:: REQUIREMENT ::
Only the lines from the one containing "Locate the gravel" through the end of the material are to be echoed, each exactly as it appears.

*** Block opens ***

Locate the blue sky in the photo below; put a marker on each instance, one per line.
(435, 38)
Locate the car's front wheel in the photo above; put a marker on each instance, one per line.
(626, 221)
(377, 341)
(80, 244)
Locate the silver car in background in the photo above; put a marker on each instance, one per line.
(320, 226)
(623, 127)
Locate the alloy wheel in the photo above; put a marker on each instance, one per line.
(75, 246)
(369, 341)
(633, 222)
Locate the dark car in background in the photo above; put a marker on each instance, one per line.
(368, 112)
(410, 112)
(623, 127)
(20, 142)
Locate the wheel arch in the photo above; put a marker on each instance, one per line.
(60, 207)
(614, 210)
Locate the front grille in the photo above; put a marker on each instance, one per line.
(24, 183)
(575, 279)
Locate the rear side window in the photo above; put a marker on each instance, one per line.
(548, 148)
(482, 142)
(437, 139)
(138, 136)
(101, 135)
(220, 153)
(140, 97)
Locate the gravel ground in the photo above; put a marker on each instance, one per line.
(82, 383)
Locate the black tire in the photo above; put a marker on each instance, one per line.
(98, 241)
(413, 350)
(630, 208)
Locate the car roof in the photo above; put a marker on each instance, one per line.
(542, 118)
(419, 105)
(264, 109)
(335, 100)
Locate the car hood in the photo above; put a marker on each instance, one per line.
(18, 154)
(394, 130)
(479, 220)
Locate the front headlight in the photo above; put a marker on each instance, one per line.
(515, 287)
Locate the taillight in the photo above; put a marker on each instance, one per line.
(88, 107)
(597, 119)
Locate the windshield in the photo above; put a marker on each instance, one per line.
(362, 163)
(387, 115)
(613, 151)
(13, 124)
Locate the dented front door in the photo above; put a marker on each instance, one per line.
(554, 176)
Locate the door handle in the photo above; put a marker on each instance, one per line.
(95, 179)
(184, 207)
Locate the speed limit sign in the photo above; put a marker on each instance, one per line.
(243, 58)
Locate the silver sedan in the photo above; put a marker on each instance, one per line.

*** Block closes ***

:: COMPLETED TASK ::
Locate the gravel ground in the photo above; put a marker on each instance, one per line.
(82, 383)
Locate the black tire in the photo above; put a marker on each instance, one per line.
(98, 241)
(413, 350)
(630, 208)
Locate the car roof in the photo above; put a marker on each instance, one per line.
(542, 118)
(419, 105)
(264, 109)
(335, 100)
Locate the car hood in the photo above; put a marker on each instance, one per line.
(18, 154)
(394, 130)
(479, 220)
Locate the front headlight in the photo above; put a marker on each instance, one per line.
(515, 287)
Locate the taillight in the photo above; put a marker on each instance, one per line.
(88, 107)
(597, 119)
Locate the windshield in the photo above; put a marker on each instance, one per line.
(362, 163)
(387, 115)
(613, 151)
(13, 124)
Locate the dented front door in the photo above; put a marker on each instance, one per line.
(554, 176)
Locate the door handle in the photo above; put a marker on each instance, one per line.
(95, 179)
(184, 207)
Locate the speed limit sign in the photo above; put a marker on each instance, one per line.
(243, 58)
Locate the silver sedan in the photo above; put a marker on each instance, one per line.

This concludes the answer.